* What to work on
Show every line in the rows below that contains the string "positive", treating uppercase and lowercase as different.

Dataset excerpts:

╭──

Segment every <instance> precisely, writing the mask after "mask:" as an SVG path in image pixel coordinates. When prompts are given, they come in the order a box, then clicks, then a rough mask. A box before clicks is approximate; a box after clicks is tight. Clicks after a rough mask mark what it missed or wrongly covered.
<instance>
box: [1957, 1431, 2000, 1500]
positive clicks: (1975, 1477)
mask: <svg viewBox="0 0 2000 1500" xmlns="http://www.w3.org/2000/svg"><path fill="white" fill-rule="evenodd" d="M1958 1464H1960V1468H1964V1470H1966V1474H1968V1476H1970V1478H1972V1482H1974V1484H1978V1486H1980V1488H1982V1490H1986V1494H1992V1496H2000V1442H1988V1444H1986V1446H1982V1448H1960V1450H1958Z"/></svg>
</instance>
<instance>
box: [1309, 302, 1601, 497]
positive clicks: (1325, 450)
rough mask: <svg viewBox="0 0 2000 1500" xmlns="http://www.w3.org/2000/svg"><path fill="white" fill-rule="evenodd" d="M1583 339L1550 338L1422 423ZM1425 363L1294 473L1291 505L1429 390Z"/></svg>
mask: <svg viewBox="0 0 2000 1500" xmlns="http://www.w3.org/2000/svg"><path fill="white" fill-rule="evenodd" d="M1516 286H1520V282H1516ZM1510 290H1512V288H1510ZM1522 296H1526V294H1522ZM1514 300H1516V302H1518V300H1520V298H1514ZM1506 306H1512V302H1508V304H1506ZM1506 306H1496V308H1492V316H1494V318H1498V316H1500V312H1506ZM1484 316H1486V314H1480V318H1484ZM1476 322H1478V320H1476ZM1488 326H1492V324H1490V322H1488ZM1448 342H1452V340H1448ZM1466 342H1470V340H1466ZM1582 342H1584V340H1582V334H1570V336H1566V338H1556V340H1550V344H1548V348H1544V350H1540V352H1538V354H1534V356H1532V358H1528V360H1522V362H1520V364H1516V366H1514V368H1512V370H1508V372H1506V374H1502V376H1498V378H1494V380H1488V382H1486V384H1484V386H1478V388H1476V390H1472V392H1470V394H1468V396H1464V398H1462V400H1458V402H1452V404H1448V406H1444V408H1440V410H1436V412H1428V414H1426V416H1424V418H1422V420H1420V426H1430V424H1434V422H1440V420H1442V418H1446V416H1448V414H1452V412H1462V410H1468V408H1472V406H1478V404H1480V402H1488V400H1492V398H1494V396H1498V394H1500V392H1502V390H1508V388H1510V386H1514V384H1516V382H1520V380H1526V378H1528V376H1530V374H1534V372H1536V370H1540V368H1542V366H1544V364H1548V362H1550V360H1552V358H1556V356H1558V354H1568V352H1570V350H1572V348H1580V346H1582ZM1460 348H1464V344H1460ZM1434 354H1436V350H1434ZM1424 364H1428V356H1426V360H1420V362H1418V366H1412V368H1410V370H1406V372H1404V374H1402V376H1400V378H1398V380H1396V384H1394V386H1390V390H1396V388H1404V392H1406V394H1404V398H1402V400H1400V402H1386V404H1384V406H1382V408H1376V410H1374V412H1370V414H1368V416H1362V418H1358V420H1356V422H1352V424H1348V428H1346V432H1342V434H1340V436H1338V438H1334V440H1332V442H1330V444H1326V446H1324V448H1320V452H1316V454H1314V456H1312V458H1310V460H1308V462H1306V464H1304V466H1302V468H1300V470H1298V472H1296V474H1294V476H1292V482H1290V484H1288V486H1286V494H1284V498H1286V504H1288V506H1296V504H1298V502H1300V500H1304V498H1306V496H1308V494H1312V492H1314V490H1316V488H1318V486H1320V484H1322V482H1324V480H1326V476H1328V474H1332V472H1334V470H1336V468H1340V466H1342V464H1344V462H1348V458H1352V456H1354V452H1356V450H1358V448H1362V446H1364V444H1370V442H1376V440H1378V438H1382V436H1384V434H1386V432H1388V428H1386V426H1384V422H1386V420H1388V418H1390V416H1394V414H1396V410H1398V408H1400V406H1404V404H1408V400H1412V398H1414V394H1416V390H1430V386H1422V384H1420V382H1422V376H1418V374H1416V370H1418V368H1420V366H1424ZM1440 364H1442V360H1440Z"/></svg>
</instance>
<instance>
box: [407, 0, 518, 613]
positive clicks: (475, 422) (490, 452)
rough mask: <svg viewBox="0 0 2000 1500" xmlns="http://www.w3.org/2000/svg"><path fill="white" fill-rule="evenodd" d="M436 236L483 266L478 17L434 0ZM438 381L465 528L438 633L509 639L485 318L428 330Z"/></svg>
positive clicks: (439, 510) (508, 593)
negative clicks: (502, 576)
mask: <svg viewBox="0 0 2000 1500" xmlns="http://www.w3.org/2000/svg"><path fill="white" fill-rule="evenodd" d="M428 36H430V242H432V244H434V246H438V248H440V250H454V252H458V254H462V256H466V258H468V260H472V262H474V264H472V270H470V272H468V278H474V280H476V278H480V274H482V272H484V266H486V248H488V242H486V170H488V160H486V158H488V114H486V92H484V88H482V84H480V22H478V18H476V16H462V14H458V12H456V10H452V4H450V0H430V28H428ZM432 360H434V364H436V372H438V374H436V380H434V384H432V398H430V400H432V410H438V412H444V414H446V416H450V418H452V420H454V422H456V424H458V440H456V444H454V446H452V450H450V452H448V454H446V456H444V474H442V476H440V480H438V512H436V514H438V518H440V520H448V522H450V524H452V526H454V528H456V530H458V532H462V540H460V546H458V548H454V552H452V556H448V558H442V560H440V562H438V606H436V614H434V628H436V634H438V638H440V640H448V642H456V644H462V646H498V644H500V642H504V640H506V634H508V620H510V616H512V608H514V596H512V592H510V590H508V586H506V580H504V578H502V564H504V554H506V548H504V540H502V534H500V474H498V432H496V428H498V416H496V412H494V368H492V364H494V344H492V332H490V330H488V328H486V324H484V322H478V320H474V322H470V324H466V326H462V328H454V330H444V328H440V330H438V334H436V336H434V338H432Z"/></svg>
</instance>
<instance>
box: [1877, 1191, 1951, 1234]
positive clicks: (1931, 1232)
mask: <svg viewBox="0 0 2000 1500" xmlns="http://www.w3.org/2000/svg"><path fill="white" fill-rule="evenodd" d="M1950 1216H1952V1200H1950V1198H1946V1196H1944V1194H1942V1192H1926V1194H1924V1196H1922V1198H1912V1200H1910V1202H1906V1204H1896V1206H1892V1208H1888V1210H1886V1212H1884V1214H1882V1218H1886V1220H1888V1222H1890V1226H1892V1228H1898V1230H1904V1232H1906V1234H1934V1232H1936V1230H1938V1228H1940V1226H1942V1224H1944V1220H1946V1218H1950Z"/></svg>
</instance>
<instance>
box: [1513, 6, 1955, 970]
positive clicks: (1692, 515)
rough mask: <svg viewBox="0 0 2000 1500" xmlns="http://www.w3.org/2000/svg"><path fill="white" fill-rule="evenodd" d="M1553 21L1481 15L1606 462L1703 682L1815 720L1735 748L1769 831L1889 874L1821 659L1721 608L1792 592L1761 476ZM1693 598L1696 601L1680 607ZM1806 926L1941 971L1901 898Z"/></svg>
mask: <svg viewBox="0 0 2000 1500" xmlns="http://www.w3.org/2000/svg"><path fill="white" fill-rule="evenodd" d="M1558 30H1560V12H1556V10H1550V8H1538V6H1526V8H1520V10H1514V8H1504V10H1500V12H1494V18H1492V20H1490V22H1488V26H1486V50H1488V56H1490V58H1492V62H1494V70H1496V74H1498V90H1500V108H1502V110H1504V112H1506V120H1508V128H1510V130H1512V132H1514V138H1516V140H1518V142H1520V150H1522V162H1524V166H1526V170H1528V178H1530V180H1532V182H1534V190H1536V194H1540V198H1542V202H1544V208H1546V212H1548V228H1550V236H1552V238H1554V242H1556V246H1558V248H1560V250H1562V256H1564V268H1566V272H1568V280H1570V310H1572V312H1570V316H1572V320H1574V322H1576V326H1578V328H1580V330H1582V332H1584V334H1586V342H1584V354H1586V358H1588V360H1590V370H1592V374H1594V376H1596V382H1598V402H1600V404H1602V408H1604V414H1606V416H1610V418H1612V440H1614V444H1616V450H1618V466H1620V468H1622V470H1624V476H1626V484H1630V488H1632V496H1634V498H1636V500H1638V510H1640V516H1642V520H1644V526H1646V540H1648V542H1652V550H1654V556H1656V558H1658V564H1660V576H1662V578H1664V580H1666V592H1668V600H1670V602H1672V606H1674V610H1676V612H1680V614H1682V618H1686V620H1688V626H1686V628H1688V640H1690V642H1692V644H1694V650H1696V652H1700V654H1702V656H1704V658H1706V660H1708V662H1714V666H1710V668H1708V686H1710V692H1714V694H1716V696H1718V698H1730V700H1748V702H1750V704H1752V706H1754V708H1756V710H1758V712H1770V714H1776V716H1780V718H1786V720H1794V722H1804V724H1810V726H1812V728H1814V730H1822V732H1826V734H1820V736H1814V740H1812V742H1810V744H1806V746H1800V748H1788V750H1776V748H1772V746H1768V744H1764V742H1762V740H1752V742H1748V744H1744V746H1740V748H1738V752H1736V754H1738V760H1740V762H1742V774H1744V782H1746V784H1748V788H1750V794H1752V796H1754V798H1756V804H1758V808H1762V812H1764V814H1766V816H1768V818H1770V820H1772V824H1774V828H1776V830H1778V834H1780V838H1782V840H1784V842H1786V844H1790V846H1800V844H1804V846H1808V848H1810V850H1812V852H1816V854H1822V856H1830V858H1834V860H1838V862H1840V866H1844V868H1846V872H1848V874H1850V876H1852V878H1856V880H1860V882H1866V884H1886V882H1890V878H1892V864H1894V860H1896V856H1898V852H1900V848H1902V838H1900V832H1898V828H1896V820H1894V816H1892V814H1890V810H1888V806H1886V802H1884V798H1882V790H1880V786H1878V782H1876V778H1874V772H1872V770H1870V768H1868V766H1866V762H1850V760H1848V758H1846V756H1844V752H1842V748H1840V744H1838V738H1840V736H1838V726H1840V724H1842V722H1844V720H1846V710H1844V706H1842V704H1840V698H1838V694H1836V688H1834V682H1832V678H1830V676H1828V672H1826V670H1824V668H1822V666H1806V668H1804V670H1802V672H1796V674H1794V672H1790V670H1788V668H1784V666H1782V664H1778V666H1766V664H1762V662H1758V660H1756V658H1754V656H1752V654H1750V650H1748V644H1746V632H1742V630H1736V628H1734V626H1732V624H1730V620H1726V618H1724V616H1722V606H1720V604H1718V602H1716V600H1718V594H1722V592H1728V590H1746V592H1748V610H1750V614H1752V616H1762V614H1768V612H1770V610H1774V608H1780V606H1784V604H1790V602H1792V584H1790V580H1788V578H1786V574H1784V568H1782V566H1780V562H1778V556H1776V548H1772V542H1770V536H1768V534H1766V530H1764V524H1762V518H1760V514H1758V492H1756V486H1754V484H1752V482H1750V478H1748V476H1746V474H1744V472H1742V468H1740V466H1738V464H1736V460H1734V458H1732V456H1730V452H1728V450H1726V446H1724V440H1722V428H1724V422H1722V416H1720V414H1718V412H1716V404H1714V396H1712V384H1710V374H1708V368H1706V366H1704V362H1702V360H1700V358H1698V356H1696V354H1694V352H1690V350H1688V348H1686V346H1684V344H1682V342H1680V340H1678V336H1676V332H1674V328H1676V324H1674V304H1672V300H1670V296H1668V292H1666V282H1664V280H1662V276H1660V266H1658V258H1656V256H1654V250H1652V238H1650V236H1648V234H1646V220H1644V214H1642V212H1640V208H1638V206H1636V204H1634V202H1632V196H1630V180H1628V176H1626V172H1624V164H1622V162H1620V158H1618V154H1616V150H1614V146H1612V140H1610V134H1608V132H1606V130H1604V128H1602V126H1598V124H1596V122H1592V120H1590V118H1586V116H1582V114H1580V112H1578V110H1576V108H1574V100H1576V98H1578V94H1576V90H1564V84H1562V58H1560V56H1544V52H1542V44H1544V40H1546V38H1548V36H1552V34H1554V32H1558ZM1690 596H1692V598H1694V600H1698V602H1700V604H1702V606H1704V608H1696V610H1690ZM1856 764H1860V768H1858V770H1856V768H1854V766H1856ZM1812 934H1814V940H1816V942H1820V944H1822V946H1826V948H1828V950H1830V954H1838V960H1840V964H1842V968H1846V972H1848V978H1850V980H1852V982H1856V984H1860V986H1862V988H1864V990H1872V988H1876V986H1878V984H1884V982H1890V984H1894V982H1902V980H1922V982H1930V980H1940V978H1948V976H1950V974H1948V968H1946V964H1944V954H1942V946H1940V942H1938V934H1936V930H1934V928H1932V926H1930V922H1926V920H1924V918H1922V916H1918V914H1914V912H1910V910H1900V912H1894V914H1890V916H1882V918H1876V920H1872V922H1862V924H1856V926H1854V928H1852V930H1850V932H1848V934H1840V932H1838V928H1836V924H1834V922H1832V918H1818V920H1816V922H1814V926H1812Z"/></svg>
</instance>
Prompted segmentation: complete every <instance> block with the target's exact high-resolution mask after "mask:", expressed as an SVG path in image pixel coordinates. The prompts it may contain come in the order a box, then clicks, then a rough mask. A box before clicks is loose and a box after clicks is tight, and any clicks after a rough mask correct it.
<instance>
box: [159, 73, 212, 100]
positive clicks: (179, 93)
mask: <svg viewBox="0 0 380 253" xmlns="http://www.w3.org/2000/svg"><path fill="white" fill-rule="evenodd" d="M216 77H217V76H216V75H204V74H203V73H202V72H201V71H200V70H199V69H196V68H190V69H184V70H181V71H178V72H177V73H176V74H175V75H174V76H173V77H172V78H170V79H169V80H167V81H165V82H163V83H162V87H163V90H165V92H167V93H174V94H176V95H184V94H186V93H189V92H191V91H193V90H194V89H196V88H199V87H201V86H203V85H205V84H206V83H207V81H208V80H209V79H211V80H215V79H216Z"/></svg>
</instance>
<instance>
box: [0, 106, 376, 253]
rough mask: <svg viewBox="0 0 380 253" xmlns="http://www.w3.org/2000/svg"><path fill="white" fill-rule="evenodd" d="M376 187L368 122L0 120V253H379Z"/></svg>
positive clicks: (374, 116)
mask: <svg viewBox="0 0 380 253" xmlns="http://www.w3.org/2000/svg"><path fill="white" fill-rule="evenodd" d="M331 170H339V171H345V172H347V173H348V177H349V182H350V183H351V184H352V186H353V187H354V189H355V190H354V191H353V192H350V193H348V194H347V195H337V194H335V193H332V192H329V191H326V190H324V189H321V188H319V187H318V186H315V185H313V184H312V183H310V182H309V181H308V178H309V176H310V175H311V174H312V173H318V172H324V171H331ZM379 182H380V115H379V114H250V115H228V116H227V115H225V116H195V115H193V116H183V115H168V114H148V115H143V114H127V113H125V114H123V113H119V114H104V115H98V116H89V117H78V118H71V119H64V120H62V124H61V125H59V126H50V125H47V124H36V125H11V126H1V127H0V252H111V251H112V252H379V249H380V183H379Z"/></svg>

╰──

* Task response
positive clicks: (1975, 1477)
positive clicks: (1325, 450)
positive clicks: (475, 422) (490, 452)
positive clicks: (439, 510) (508, 593)
positive clicks: (1931, 1232)
positive clicks: (1692, 515)
positive clicks: (179, 93)
positive clicks: (374, 116)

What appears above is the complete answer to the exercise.